Document passage below:
When too much of a good thing, grows out of bounds, and keeps on growing, its called a cancer. I believe the research that points to the cancer-curing powers of marijuana but unfortunately, it seems to me that growing weed has become a cancer in this community.
Economic patterns have their own rules - money, for instance, is based on desire and excess of money creates excess of desire, which we term "greed". Money breeds greed like manure breeds flies and after a while, the buzz gets annoying. When an economic pattern gets out of control, the authorities have to step in.. If you think that sounds paternalistic, it is, but evidently the children of this county need some parental oversight.
Many, many people that I'm close to, have grown weed over the years I've been here and since I lived some 20 years on the Ridge, you know I'm telling the truth. But the current situation is wrong. It doesn't take a criminal element to grow medicinal herb, but it does take a certain thug element to make buyer connections and protect one's product and turf against others and the more warlike the tribe, the more successful the endeavor. After a while, the medicinal hippies and unemployed contractors get pushed aside by those with more unsavory connections and histories. I see it happening here in my neighborhood in Rough and Ready, and I don't like it.
Something about that plant, maybe it was meant to be kept secret? Like the way the Indians felt about the gold in the rivers before the white man came with his needs and his greeds. I believe it is a healing plant and good for many things. In this, I follow the advice of a modern prophet, Ellen G. White, who said in 1884 that we should stay away from modern patent medicines and the industry that provides them (another instance of money breeding greed) and look to the natural plants and remedies that God provides. So I'm certainly not anti-marijuana. I am pro community and if we let growers take over the community it will be destroyed. If not sooner, through violence and greed, then later when it inevitably gets legalized nationally and the bubble pops. A community needs diversity to survive in the long run.
The green gold rush is over. It was fine while it lasted, it saved many people from losing their homes and helped this county pull through some lean years, but we've got to get it under control. At least on this side of the river. The Ridge is a different thing. It evolved a hippie culture that has mechanisms for dealing with the stresses and obtains a kind of "wild west frontier" culture that can handle the problems. Its weed-growing culture has evolved over time and is thus more stable. In an ideal county, there'd be room for different rules for the Ridge. Maybe it's time to consider the mechanism of secession? The Great Republic of Rough and Ready supports that idea.
End of Document passage.
Extracted records below:
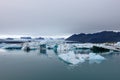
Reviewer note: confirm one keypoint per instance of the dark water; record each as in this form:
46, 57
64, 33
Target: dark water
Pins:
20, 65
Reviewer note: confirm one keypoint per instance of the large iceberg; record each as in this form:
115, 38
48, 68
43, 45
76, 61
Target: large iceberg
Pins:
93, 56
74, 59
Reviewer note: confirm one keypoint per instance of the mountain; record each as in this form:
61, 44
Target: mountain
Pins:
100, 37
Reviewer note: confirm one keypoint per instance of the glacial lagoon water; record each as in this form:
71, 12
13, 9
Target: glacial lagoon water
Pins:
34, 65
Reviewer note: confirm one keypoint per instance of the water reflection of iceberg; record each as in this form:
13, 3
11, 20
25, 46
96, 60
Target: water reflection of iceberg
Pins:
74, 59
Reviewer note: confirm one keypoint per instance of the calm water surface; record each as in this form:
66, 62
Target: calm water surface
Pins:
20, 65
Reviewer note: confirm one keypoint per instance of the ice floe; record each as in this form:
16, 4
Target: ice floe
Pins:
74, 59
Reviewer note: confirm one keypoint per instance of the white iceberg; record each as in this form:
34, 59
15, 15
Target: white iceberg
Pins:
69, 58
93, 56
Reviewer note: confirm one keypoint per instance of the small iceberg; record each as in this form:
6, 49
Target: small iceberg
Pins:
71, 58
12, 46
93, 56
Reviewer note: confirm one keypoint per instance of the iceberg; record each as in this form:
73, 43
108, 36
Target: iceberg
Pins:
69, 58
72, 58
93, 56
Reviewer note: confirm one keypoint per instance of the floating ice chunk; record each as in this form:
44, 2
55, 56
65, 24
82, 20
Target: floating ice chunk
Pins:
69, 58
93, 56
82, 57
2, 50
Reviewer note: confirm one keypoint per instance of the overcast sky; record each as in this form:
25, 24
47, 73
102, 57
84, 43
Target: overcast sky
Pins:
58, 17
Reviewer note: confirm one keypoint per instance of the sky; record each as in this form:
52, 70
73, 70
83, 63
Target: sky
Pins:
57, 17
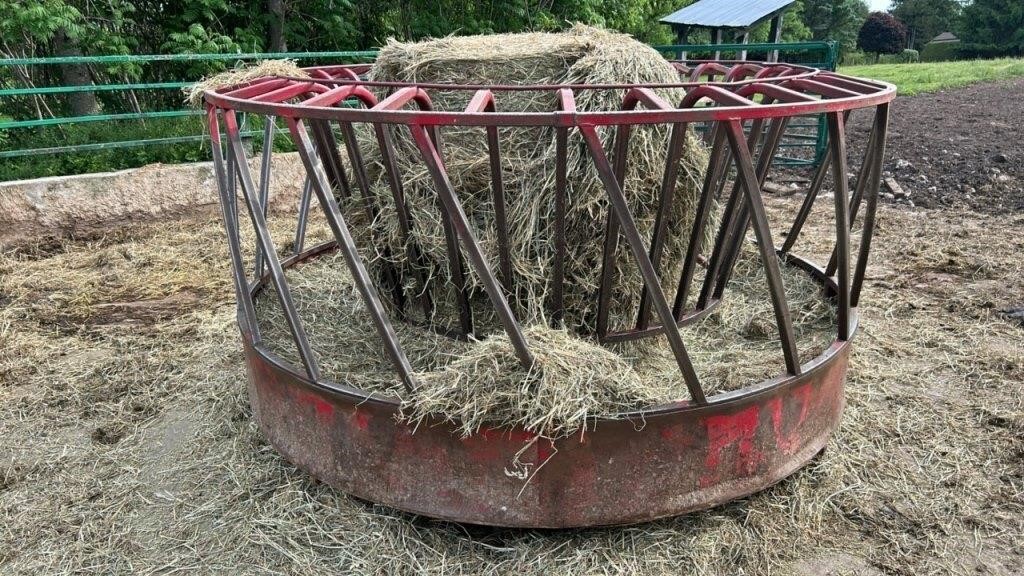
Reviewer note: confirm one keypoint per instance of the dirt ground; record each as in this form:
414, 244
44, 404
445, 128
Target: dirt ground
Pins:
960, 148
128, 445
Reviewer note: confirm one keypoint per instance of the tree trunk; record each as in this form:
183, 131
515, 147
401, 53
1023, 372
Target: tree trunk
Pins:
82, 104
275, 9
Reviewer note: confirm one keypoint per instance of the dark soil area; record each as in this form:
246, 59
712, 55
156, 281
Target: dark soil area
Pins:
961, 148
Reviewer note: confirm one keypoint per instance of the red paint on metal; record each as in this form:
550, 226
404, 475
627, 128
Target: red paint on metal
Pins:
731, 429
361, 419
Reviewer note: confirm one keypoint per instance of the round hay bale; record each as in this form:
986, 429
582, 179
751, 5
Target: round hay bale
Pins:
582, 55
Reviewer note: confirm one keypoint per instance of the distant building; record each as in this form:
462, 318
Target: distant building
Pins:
End of Extracted records.
■ **Exercise prompt**
In the opinion piece on marijuana growing, in what year does the writer say Ellen G. White advised staying away from modern patent medicines?

■ **Completed task**
1884